In the NT, the Messiah Himself often employs the literary form of parables.[23]  For example, when asked to define 'who is my neighbor', Jesus, rather than providing an abstract definition, recounts the parable of the Good Samaritan!  Ellen White also mentions that the  "words of Jesus were full of freshness, and truth and beauty." (DA 139)

In the Pauline materials one finds profound theological discourse laced with doxology.  A good example of this is in the book of Romans.  John Stott is perceptive:

"For eleven chapters Paul gives his comprehensive account of the gospel, and his horizons are vast.  He considers time and eternity, history, Christ's Second coming, justification, sanctification and glorification.  Now he stops, out of breath.  Analysis and argument must give way to adoration.  Like a traveller who has reached the summit of a high mountain, the apostle views the vast panorama of salvation history and bursts into praise.... Before Paul goes on to outline the practical implications of the gospel, he falls down before God in worship, chanting his doxology in poetic strains:

 

'O, the depth of the riches both of the wisdom and knowledge of God!  How unsearchable are His judgments and His ways past

finding out!  For who has known the mind of the LORD?  Or who has become His counselor? ... For of Him and through Him and to Him are all things, to whom be glory forever. Amen'"[24]

 

Book of Revelation: Stark warnings and curses underscore the profound importance of the Apocalypse.  The entire book displays an imposing mosaic of drama, architecture, and vivid panoramas in which God displays His perspective on Salvation History.  There is hardly an original word.  Instead one finds an extremely complex tapestry of words, phrases and sentences borrowed from the OT but woven together into an entirely new fabric.  This final book in the NT is in a vastly different style than that which Paul and the Gospel writers use.  One instead finds overwhelming aesthetic display.  These 22 chapters are not an erratic jumble, but rather reveal a carefully structured document hinging on seven scenes of the heavenly sanctuary--each one opening with deeper access into the heavenly court.

God did not furnish John with a standard abstract theological or historical document.  The phrases "And I saw" ... "and I heard" ... recur over and over again introducing dazzling scenes, and leaving one breathless! The stunning pictorial vistas portray the working out of the Great Controversy, expanding the imposing display given earlier to Daniel and Ezekiel.

The literary manifestation of Scripture also includes the artful construction of sentences, verses, chapters, and entire books with extensive usage of inclusios, chiasms, panel and parallel writing.  Sternberg is one of many who suggests that it is the literary nature of the biblical narratives for example, that substantiates its veracity:

In line with his self-effacing policy, the biblical narrator no more lay any explicit claim to inspiration than he makes other mentions of himself and his terms of reference.  But the empirical evidence, historical and sociocultural as well as compositional, leaves no doubt about his inspired standing. [25]

 

The case study below will illustrate this point.

-------------------------

- [Task to complete]
Answer these questions using the passage on the Bible's literary style above.
1. Which parable does Jesus tell when asked "who is my neighbor"?
2. According to the passage, how many scenes of the heavenly sanctuary does the Book of Revelation hinge on?
3. Which two phrases recur over and over in Revelation to introduce its scenes?

- [Stored rows]
-------------------------

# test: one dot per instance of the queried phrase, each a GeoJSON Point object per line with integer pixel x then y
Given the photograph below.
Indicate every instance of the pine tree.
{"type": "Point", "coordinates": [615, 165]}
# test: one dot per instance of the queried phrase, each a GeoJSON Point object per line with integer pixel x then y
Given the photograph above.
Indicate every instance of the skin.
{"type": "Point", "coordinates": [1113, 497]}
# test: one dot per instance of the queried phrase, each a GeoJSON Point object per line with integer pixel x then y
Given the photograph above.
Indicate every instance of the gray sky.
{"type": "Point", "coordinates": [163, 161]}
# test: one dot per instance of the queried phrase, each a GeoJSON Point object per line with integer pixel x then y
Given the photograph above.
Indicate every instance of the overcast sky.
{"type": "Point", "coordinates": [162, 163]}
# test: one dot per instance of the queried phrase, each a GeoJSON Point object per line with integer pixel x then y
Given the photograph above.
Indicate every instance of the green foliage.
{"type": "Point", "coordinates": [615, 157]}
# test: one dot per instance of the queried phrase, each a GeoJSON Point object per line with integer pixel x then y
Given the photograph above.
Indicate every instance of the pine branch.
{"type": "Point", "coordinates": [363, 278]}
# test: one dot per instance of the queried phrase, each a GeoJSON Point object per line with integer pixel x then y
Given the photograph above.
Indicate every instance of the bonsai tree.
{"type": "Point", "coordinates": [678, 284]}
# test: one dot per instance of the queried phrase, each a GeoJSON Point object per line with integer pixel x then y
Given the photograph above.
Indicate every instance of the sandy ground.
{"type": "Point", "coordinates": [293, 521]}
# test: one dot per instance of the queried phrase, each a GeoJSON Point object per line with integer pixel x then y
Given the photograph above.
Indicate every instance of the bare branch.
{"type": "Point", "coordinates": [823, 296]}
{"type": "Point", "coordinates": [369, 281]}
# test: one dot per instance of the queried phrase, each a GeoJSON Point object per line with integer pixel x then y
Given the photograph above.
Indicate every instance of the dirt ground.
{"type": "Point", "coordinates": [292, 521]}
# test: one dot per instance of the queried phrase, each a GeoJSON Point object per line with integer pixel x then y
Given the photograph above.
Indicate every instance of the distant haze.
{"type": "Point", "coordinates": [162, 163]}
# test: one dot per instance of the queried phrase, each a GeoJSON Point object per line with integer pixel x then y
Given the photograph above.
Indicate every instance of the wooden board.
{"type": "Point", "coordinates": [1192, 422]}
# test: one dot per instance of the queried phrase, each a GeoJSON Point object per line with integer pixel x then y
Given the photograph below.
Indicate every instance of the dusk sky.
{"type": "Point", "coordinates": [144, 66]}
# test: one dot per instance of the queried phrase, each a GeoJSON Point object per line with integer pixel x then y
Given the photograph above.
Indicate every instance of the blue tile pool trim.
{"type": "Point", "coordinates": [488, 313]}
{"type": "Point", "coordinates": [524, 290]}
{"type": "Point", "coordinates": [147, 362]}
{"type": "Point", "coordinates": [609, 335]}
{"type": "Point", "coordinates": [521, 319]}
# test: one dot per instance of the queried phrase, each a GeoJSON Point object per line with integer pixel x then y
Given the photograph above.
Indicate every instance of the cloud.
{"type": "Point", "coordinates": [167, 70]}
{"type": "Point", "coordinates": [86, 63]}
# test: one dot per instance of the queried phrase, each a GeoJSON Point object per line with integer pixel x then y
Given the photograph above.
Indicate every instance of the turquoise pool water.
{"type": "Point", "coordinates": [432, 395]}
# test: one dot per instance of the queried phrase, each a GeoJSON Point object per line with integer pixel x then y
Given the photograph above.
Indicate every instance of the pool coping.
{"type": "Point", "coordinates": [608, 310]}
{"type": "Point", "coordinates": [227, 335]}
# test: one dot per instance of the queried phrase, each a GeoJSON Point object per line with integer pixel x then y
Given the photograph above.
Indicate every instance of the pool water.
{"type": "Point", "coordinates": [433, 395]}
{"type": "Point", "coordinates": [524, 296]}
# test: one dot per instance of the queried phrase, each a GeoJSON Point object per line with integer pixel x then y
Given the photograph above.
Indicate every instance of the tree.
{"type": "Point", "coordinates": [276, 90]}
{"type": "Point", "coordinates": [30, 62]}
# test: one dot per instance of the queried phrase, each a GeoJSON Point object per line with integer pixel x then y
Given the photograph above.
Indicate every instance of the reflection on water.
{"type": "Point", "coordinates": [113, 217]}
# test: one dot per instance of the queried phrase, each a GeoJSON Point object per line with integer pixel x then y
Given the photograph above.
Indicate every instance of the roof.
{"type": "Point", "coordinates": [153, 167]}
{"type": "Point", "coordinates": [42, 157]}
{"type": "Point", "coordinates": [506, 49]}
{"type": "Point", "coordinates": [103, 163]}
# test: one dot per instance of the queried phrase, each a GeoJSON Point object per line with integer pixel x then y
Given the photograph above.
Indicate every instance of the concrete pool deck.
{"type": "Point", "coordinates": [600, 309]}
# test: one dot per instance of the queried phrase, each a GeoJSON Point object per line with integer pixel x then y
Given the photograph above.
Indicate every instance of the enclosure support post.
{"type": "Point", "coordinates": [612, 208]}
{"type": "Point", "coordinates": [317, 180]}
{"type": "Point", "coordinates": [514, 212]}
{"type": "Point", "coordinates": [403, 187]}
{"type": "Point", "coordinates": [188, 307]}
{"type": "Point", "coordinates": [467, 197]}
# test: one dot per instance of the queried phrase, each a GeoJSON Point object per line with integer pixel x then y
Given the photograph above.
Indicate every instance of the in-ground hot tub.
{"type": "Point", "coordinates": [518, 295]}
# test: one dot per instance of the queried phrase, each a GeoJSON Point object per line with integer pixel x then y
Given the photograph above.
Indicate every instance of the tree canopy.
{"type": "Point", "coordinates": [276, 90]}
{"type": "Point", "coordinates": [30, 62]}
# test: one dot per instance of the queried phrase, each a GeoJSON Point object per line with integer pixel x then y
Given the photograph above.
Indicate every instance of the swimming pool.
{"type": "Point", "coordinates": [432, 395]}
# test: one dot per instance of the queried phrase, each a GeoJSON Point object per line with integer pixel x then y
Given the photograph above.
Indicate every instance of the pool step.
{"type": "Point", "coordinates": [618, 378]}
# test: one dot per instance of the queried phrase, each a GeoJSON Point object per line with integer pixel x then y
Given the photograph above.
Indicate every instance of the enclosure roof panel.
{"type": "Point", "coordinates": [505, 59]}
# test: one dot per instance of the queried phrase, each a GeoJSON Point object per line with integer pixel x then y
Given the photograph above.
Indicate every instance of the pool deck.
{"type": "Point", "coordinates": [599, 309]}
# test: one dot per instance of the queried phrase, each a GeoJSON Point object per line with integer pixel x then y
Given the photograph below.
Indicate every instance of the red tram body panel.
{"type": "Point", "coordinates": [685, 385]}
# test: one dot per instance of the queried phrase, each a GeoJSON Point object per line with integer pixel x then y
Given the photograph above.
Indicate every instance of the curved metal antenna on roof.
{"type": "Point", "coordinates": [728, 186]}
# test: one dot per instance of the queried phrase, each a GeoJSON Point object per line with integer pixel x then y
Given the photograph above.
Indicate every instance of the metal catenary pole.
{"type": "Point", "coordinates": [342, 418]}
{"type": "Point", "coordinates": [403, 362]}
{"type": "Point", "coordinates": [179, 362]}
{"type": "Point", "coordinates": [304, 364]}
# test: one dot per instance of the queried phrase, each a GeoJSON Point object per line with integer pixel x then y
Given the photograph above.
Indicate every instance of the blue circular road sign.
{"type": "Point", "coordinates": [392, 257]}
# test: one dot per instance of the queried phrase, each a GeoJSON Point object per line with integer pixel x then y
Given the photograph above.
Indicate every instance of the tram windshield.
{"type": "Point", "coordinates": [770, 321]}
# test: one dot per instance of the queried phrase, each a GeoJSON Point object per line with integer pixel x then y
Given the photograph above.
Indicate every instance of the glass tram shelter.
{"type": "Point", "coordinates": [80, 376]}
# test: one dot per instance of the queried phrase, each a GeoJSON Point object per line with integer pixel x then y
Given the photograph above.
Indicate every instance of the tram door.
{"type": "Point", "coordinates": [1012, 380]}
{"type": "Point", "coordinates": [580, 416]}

-------------------------

- [Reply to the task]
1. The parable of the Good Samaritan.
2. Seven.
3. "And I saw" and "and I heard."